— LO QUE SE PIDE —
Responde estas preguntas sobre el epílogo:
1. ¿De qué acusados son los juicios que se mencionan al principio?
2. ¿Cómo llama ahora la mayoría de los acusados a su exlíder?
3. ¿Qué responden muchas veces cuando en la sala les piden que aclaren algún detalle de la doctrina de Aum?
===== TEXTO ELEGIDO =====
Epílogo[17]

Mientras trabajaba en este libro asistí a varios de los juicios de los acusados del atentado con gas de Tokio. Quería ver y oír a esa gente con mis propios ojos y oídos, para hacerme una idea de quiénes eran. También quería saber qué pensaban ahora. Me hallé ante un panorama deprimente, siniestro y desesperado. La sala era como un cuarto sin salida. Al principio debió de tener alguna, pero luego se convirtió en un recinto de pesadilla del que no había escapatoria.

La mayoría de los acusados había perdido toda su fe en Shoko Asahara. El líder al que veneraban resultó que no era más que un falso profeta y ahora ellos entendían sus deseos dementes y cómo los había manipulado. El hecho de que, obedeciendo sus órdenes, hubieran cometido terribles crímenes contra la humanidad los ha llevado a hacer examen de conciencia y están profundamente arrepentidos de sus actos. La mayoría se refiere ahora a su exlíder simplemente como Asahara, sin ningún título honorífico. A veces incluso usan un tono insultante. No puedo creer que esa gente se dejara implicar en semejante atrocidad. También es verdad, sin embargo, que en algún momento de sus vidas se retiraron del mundo buscando una utopía espiritual en Aum Shinrikyo y que de esto no se arrepienten.

Esto resulta evidente cuando en la sala les piden que aclaren algún detalle de la doctrina de Aum, y muchas veces responden algo como: «Quizá la gente normal no pueda entenderlo, pero…». Siguen creyendo que, espiritualmente, están por encima de la «gente normal» y que son unos elegidos. Aunque no lo expresan así, yo leo un mensaje entre líneas que dice: «Sentimos mucho los crímenes que hemos perpetrado. Fue un error. Pero el único que tiene la culpa es Shoko Asahara, que nos engañó para que obedeciéramos aquellas órdenes. Si no se hubiera extralimitado, podríamos haber perseguido nuestros fines religiosos pacíficamente, sin molestar a nadie». En otras palabras: «El resultado fue malo y lo sentimos. Pero los objetivos de Aum Shinrikyo son válidos y no creemos que tengamos que renunciar a ellos».
===== LOS DATOS =====
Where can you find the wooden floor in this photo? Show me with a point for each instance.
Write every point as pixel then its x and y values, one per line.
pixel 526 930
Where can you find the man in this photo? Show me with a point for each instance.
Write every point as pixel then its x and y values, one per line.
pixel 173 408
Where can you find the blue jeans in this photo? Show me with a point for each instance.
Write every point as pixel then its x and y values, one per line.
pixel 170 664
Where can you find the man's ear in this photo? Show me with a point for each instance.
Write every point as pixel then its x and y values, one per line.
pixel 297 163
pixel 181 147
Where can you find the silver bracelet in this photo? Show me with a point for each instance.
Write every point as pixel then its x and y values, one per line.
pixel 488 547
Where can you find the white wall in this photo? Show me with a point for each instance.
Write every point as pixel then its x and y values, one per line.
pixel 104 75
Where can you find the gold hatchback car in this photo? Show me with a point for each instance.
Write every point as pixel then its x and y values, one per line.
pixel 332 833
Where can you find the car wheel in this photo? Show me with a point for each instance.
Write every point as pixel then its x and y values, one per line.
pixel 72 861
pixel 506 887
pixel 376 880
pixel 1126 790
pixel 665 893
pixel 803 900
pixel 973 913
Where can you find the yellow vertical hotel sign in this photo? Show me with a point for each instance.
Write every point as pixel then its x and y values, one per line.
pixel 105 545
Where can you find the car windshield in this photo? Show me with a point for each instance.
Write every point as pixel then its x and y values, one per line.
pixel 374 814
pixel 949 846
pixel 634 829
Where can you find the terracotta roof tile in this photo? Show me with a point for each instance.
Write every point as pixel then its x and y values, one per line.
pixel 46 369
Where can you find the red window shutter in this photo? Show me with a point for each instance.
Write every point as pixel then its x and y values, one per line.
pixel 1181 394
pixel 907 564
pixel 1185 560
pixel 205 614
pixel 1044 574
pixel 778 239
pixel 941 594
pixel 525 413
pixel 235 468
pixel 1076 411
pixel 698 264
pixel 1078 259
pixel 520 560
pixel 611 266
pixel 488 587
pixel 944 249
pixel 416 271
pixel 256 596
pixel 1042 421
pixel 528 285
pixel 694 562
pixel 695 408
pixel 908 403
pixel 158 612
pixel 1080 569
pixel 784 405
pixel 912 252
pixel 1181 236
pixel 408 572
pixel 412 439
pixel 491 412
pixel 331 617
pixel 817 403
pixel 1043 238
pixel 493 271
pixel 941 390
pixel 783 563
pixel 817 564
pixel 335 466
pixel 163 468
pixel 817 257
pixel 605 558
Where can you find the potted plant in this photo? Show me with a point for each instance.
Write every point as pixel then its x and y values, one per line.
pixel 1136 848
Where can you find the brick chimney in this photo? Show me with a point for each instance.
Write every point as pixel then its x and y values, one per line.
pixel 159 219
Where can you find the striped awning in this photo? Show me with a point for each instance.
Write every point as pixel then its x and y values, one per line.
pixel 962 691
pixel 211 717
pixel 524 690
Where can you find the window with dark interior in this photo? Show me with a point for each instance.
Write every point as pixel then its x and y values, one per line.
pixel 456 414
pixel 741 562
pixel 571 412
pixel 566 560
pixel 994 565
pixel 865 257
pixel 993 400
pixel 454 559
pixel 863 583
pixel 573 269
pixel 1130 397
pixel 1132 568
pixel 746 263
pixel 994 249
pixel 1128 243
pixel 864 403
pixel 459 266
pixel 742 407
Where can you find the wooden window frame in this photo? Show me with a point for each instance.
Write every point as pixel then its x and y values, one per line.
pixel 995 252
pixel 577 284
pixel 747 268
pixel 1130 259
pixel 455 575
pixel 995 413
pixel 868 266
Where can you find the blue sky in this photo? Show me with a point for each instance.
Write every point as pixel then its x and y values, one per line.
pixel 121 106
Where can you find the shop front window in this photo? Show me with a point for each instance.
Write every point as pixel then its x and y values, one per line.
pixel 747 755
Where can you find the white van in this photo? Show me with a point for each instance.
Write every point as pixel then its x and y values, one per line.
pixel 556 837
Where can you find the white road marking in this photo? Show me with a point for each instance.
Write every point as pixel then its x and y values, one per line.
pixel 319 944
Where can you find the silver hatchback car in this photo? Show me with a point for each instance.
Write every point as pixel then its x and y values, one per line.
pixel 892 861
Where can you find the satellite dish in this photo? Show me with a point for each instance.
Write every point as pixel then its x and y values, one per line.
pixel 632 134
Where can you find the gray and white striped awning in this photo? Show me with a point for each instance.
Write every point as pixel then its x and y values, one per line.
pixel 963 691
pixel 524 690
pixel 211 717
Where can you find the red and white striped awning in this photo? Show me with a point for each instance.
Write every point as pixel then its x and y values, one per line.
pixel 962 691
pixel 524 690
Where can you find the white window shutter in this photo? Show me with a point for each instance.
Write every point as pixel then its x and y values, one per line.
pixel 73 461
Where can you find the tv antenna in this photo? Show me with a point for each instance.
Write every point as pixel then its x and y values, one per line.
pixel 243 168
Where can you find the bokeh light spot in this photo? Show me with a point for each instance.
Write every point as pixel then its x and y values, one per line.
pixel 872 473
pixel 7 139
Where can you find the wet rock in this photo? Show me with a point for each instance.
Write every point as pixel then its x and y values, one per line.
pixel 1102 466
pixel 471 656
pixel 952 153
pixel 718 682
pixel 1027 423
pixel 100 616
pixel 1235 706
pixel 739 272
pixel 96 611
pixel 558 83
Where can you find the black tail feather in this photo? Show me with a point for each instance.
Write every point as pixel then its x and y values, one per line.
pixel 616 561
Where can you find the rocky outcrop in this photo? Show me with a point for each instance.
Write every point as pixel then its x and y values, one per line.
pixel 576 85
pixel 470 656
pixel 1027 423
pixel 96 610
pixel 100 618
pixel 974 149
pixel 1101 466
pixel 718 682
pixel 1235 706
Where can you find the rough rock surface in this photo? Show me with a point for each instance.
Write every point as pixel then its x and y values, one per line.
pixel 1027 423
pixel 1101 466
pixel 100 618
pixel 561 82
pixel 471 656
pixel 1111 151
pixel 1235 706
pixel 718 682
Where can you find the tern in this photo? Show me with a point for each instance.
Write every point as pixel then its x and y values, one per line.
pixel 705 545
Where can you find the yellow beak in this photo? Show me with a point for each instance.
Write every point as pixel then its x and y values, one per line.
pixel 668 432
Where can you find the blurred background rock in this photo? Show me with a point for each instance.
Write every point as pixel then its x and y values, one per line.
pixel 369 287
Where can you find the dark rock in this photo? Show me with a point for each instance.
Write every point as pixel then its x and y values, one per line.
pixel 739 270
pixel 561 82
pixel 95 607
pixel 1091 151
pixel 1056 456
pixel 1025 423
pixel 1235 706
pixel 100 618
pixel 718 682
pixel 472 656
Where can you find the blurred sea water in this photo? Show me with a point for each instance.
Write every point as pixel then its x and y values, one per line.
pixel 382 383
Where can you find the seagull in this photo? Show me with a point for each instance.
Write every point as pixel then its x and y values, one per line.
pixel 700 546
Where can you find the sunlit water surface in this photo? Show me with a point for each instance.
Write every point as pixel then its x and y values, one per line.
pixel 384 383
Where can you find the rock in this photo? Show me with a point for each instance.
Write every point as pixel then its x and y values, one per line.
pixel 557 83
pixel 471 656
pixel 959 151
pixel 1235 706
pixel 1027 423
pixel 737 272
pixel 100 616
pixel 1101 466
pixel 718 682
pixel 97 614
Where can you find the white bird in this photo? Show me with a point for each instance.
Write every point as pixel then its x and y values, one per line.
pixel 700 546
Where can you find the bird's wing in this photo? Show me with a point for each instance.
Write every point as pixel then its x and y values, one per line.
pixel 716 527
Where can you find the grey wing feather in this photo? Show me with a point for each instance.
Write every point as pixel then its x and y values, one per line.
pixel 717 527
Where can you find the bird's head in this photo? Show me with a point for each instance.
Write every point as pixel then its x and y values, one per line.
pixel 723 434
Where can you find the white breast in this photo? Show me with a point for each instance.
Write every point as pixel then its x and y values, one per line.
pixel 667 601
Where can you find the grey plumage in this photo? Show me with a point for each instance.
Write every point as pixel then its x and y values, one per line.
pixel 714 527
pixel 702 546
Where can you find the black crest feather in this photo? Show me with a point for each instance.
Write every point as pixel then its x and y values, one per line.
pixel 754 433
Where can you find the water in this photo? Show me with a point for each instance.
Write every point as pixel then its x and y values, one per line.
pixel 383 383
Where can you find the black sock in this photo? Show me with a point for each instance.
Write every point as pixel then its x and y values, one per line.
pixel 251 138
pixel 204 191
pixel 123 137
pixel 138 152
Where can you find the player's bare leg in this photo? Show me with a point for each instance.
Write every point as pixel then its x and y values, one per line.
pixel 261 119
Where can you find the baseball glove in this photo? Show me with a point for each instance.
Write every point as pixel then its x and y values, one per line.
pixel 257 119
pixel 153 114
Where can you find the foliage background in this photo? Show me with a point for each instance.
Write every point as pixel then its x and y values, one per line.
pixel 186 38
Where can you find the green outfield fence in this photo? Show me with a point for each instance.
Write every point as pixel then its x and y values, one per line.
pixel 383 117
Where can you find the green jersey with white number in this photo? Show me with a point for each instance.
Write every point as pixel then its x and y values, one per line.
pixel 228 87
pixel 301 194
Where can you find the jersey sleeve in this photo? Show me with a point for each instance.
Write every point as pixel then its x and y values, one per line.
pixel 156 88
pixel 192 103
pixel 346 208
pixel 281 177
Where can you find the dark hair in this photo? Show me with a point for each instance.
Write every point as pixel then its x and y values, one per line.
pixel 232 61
=====
— RESPUESTA —
1. De los acusados del atentado con gas de Tokio.
2. Simplemente Asahara, sin ningún título honorífico.
3. «Quizá la gente normal no pueda entenderlo, pero…».